• _Arbeitsanweisungen_:
**A.** Welcher Hirntumor wird im Textauszug über Krebs bei Kindern als der bösartigste aller Hirntumoren bezeichnet?
**B.** Gib aus dem Textauszug über Krebs bei Kindern den Abschnitt von „Bei Kindern dominanter“ bis „bösartigste aller Hirntumoren.“ wortgetreu wieder.

Bei Kindern dominanter sind hingegen Leukämien, Hirntumore, Bindegewebstumore und dann noch ein paar seltenere, auch sogenannte embryonale Tumore. All diese Krebsarten kommen bei Erwachsenen extrem selten vor, im einstelligen Prozentbereich.
Außerdem sei es so, dass selbst wenn eine Krebsart den gleichen Namen hat, sich häufig die Biologie des Krebses bei Kindern sehr stark von der Biologie dieses Krebses bei Erwachsenen unterscheide. Das bedeute letztlich auch, dass eine bei Erwachsene etablierte Therapie nicht zwangsläufig auch bei Kindern funktioniert.
Biologie bestimmter Krebsarten bei Kindern kann sich von der von Erwachsenen unterscheiden
Ein Beispiel dafür sind die sogenannten Glioblastome. Das ist der bösartigste aller Hirntumoren.

• _Entnommene Einträge_:
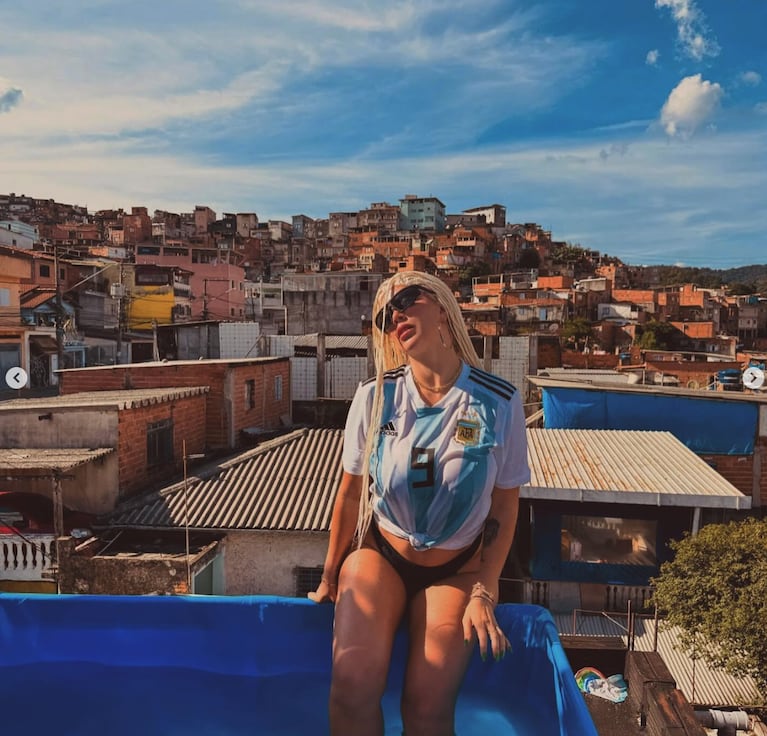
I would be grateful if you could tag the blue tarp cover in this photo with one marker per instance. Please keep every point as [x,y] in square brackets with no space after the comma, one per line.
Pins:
[244,639]
[703,425]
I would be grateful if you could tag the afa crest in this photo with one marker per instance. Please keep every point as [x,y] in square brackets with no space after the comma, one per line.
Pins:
[467,431]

• _Lösungen_:
**A.** Das Glioblastom.

**B.**
Bei Kindern dominanter sind hingegen Leukämien, Hirntumore, Bindegewebstumore und dann noch ein paar seltenere, auch sogenannte embryonale Tumore. All diese Krebsarten kommen bei Erwachsenen extrem selten vor, im einstelligen Prozentbereich.
Außerdem sei es so, dass selbst wenn eine Krebsart den gleichen Namen hat, sich häufig die Biologie des Krebses bei Kindern sehr stark von der Biologie dieses Krebses bei Erwachsenen unterscheide. Das bedeute letztlich auch, dass eine bei Erwachsene etablierte Therapie nicht zwangsläufig auch bei Kindern funktioniert.
Biologie bestimmter Krebsarten bei Kindern kann sich von der von Erwachsenen unterscheiden
Ein Beispiel dafür sind die sogenannten Glioblastome. Das ist der bösartigste aller Hirntumoren.